Page:

--------------------------------

Hacker News new | ask | show | jobs
by thedevopsguy 4077 days ago
Log analytics is a big topic so I'll hit the main points. The approach you take to logging depends on the analysis you want to do after the log event has been recorded. The value of the logs diminishes rapidly as the age of the events get older. Most places want to keep the logs hot for a period ranging from a day to week. After that,the logs are compressed using gzip or Google snappy compression. Even though they are in a compressed form they should still be searchable.

The most commont logging formats I've come across in production environments are:

1.log4j(java) or nlog(.NET)

2.json

3.syslog

Tools that I've used to search ,visualize and analyse log data have been:

1.Elasticsearch, Logstash and Kibana (ELK) stack

2.splunk (commercial)

3.Logscape (commercial)

Changes to the fields representing your data with the database approach is expensive because you are locked in by the schema. The database schema will never fully represent your full understanding of the data. With the tools I've mentioned above you have the option to extract ad-hoc fields at runtime.

Hope this helps.

3 comments

We're currently evaluating options, but for .NET Serilog is shaping up extremely nicely, and Seq/Logg.ly as log sinks are nice...

Seq is great because you can set up your own instance very near to your servers for low-latency/high-bandwidth logging, which really changes the game in terms of what you can feasibly (perf/financially) log. It also has some decent visualization options, and it's got some great integrations, with a decent plugin architecture to create your own real-time log processing code.

--------------------------------

Supplied entries:
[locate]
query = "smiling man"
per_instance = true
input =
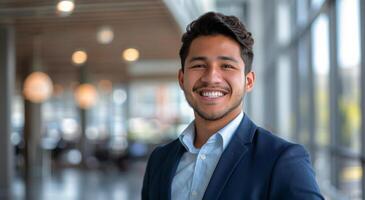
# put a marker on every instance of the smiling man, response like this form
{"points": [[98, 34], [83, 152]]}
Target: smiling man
{"points": [[222, 154]]}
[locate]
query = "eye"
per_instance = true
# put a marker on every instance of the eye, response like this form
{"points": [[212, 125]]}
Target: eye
{"points": [[227, 66], [197, 66]]}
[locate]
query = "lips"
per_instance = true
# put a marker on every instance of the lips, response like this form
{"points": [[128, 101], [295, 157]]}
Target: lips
{"points": [[211, 93]]}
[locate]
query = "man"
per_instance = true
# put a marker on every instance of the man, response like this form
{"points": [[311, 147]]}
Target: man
{"points": [[222, 154]]}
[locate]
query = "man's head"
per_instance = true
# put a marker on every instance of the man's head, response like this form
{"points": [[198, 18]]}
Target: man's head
{"points": [[216, 58], [213, 23]]}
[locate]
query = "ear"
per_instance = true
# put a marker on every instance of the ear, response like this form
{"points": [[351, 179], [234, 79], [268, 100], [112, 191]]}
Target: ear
{"points": [[250, 81], [181, 78]]}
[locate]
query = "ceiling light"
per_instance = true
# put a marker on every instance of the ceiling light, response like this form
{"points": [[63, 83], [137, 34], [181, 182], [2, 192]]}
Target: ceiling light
{"points": [[131, 54], [105, 35], [65, 7], [79, 57], [38, 87]]}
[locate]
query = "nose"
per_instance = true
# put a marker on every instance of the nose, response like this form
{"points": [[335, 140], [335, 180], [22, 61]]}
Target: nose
{"points": [[212, 75]]}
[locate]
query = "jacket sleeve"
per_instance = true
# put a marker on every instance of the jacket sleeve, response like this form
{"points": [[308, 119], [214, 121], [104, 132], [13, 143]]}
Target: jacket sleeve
{"points": [[293, 176], [147, 176]]}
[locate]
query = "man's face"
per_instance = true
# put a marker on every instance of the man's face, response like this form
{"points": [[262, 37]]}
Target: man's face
{"points": [[213, 79]]}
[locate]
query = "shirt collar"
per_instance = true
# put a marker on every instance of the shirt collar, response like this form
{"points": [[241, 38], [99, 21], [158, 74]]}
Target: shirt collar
{"points": [[226, 133]]}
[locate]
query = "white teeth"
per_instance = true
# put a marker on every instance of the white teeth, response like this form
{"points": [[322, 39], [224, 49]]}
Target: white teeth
{"points": [[212, 94]]}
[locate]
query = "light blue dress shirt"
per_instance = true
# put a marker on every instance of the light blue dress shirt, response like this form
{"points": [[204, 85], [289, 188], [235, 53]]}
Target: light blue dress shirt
{"points": [[197, 165]]}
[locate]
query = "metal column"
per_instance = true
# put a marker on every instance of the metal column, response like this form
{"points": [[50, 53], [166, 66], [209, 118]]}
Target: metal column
{"points": [[7, 79]]}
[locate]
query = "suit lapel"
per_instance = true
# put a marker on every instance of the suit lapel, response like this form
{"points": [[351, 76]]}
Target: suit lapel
{"points": [[168, 169], [230, 158]]}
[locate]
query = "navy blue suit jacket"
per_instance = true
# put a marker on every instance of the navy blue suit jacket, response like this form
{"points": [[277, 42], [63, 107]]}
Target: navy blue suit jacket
{"points": [[255, 165]]}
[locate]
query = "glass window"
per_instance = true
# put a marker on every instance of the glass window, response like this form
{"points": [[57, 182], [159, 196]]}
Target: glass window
{"points": [[321, 66], [283, 21], [349, 72], [320, 50], [302, 12], [316, 4], [349, 93], [285, 119], [303, 122]]}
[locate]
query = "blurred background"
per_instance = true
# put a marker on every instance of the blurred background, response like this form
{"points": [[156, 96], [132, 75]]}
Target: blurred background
{"points": [[89, 88]]}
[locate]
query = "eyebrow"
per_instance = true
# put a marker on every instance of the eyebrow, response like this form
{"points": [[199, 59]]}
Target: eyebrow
{"points": [[203, 58]]}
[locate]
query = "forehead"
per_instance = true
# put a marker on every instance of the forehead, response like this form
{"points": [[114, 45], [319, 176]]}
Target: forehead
{"points": [[214, 45]]}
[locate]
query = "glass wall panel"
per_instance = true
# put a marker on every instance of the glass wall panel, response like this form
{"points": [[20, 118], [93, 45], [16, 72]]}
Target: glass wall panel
{"points": [[303, 122], [349, 72], [283, 22], [285, 116], [302, 11], [320, 56], [320, 50], [349, 94]]}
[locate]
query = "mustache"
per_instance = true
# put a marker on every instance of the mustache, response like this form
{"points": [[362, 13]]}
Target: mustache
{"points": [[200, 86]]}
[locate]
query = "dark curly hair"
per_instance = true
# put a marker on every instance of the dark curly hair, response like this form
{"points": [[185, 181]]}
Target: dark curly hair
{"points": [[213, 23]]}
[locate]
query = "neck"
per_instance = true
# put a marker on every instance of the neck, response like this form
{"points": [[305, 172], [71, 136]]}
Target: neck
{"points": [[206, 128]]}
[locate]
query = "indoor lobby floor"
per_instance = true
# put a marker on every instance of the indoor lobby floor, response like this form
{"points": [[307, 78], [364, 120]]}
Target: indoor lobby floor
{"points": [[76, 184]]}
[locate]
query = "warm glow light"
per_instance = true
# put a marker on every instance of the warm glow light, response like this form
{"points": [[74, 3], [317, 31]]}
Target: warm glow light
{"points": [[105, 35], [131, 54], [38, 87], [86, 95], [65, 6], [105, 85], [79, 57], [57, 90]]}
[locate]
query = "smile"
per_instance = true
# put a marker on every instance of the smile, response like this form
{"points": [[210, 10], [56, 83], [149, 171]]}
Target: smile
{"points": [[212, 94]]}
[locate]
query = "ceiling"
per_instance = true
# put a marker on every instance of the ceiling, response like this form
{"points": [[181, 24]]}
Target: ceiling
{"points": [[146, 25]]}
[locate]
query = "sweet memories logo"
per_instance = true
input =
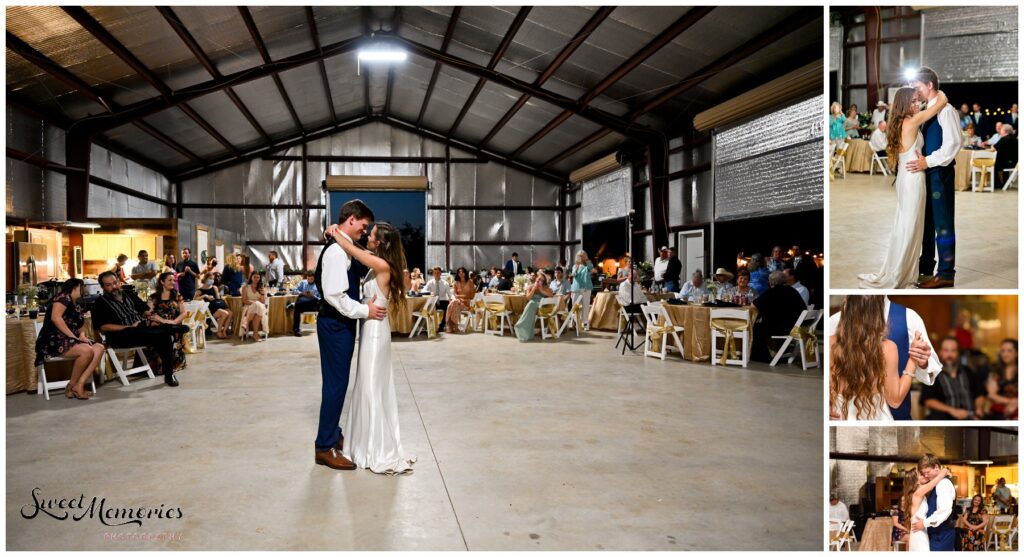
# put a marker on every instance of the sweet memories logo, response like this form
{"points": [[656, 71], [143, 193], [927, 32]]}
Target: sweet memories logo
{"points": [[96, 508]]}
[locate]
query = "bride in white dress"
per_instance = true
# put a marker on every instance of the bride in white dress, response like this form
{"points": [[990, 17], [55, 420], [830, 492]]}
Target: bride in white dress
{"points": [[904, 141], [915, 507], [372, 436], [864, 380]]}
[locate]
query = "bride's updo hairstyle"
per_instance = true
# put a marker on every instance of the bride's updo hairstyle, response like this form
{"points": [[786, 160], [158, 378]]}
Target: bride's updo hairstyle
{"points": [[901, 108], [858, 366], [389, 249]]}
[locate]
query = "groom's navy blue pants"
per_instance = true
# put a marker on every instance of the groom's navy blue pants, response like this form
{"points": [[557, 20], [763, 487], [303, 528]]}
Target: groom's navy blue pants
{"points": [[939, 227], [337, 342]]}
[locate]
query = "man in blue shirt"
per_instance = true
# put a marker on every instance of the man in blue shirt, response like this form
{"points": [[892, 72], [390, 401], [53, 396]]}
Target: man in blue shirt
{"points": [[308, 300]]}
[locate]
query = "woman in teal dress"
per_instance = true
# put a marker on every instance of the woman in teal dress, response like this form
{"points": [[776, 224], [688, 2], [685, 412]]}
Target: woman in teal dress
{"points": [[583, 286], [537, 292], [837, 123]]}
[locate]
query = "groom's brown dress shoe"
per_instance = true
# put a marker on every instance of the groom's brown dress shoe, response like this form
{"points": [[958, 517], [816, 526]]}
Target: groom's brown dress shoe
{"points": [[332, 458], [936, 282]]}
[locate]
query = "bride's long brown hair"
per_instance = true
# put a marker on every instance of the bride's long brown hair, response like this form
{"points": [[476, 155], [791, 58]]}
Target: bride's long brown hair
{"points": [[857, 363], [902, 108]]}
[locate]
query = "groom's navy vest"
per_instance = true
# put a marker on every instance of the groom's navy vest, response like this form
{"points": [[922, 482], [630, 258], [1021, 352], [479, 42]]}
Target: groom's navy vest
{"points": [[326, 309], [943, 532], [899, 334]]}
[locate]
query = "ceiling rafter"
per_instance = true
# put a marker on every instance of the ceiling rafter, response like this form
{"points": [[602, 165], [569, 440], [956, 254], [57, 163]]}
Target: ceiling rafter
{"points": [[520, 18], [790, 25], [247, 16], [453, 19], [687, 20], [114, 45], [581, 37], [65, 76], [314, 35], [179, 29]]}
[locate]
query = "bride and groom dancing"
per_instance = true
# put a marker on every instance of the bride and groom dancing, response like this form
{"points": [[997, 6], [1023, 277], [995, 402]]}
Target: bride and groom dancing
{"points": [[922, 145], [372, 424], [927, 507], [878, 347]]}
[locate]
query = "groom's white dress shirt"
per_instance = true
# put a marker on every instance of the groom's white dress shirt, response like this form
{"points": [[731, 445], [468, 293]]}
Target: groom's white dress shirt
{"points": [[915, 325], [951, 140], [335, 279], [944, 496]]}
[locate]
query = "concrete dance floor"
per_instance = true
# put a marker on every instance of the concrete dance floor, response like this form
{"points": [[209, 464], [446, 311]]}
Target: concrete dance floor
{"points": [[547, 445]]}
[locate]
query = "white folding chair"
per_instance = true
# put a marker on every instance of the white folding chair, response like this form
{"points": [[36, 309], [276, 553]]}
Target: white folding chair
{"points": [[883, 165], [1012, 180], [426, 312], [548, 308], [44, 387], [503, 315], [977, 170], [659, 324], [743, 337], [808, 319], [839, 158], [121, 368]]}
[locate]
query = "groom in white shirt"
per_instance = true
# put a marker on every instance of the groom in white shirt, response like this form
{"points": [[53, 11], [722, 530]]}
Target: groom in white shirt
{"points": [[941, 530]]}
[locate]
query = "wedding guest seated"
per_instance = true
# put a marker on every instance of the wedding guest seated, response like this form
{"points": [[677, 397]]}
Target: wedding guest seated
{"points": [[630, 291], [417, 277], [61, 336], [838, 513], [693, 288], [559, 285], [209, 292], [1006, 155], [462, 300], [879, 140], [791, 279], [1001, 386], [1001, 497], [778, 308], [438, 287], [253, 307], [505, 281], [169, 309], [971, 138], [307, 301], [743, 286], [951, 396], [123, 316], [233, 275], [759, 274]]}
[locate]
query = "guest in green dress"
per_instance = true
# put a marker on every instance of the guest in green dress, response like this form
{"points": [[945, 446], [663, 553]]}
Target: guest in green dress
{"points": [[537, 291]]}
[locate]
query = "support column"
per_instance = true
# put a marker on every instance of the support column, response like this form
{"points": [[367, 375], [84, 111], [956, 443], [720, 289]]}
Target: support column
{"points": [[78, 155]]}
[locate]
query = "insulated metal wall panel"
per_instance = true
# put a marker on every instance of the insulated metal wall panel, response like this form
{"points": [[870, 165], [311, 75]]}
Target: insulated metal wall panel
{"points": [[972, 43], [771, 164]]}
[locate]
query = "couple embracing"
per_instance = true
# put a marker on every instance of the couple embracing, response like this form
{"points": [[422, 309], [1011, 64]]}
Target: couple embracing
{"points": [[927, 507], [923, 140], [359, 286]]}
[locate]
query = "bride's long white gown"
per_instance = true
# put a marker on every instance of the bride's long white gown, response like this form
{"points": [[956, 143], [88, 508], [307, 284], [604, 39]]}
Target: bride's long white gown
{"points": [[900, 266], [919, 540], [372, 437]]}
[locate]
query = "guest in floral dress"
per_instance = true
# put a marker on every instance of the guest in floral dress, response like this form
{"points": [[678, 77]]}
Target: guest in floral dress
{"points": [[61, 336], [168, 308], [973, 524]]}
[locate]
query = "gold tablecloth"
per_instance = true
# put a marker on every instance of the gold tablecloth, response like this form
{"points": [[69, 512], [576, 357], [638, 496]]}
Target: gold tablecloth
{"points": [[878, 534], [402, 320], [858, 156], [279, 318], [20, 347]]}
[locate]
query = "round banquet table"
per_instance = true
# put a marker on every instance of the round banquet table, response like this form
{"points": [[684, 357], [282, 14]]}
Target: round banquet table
{"points": [[858, 156]]}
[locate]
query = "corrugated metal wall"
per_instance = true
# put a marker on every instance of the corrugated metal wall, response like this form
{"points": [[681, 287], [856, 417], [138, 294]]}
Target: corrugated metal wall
{"points": [[771, 164], [972, 43]]}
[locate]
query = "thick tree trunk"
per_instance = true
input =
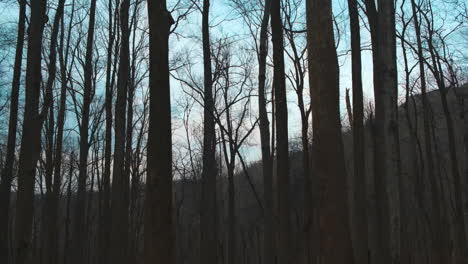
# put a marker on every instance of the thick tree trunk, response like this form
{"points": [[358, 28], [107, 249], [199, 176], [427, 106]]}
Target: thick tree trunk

--------------------------------

Exercises:
- a) In the logging thread, what compression methods are applied to logs after their hot period ends?
- b) Extend the logging thread from the point where it stops.

Answers:
- a) Gzip or Google snappy compression.

- b)
Logg.ly has some amazing GUI/search options.

We've been using Serilog/Seq and we're extremely happy with it. I'm a little surprised that you didn't mention the buzzword "Structured Logging", which is the special sauce that makes Serilog stand out. Instead of concatenating strings with values, you assign keywords to values which you can later search on. For example,

Log.Info("Customer# {customerNumber} completed transaction {transactionId}", customerNumber, transactionId);

Then using the Seq log viewer you can simply click on "transactionId" in the log line and filter by "transactionId = 456" or whatever. It's one of the most exciting advancements I've seen in the .Net logging world.

EDIT: I realized I didn't really answer OPs question regarding space. If you used Serilog, you can set up different sinks to export to, with different options. For example, you could send all your logs to mongodb, and just recent 1 week rolling logs to the Seq server.

When I've heard "structured logging" used, it has been in the context of much more key-value pairs than just having keywords next to values, e.g.

    Log.Info("customerNum={customerNumber} transactionId={transactionId} state=completed", cN, tID)
or the ever popular logstash-y format:

    Log.Info(LogState.Add("state", "completed").Add("customerId", customerId).Add("transactionId", transactionId));
where `LogState` would build up a key-value dict and its `ToString` would emit the logstash JSON format.

I guess the version that works best depends on the tool that is consuming the log text.

In the end, serilog, depending on the sink, makes your log look like the template, and attaches the meta data of your template variable names and replacement values to the message itself.
Are you able to use Serilog for metrics in addition to application events? I'm thinking something like average time for a method to execute, things like that. And if so, what tools do you use to comb through that data (to determine average execution times, for example).

Right now at work everyone just logs to a single CSV with an inconsistent format and it makes me cringe every time I look at it. It's also really difficult to parse.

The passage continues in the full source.